_What to work on_
Please format every line of text in the entries below as a JSON list of strings, one string per line, skipping blank lines and leaving the pictures out.
[BEGIN Input]
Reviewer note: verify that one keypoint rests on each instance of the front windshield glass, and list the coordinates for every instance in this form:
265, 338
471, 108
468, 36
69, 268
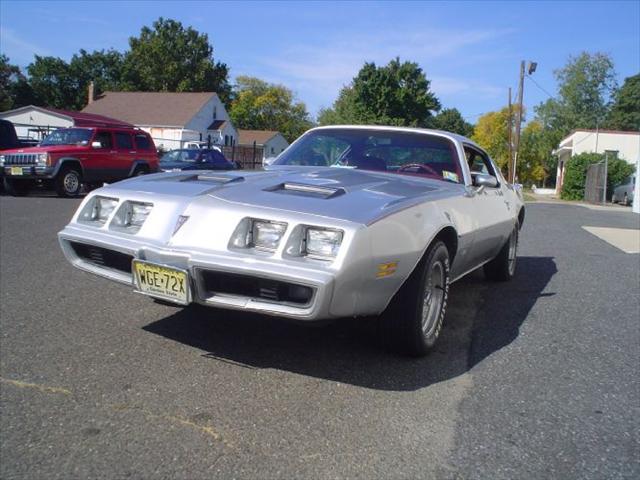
[END Input]
_Answer to the exercise_
[
  "Reviewer note: verify that one keypoint rests on each instance of the front windshield glass, and list the coordinates for every instance in this form:",
  "265, 338",
  "471, 108",
  "468, 36",
  "69, 268"
]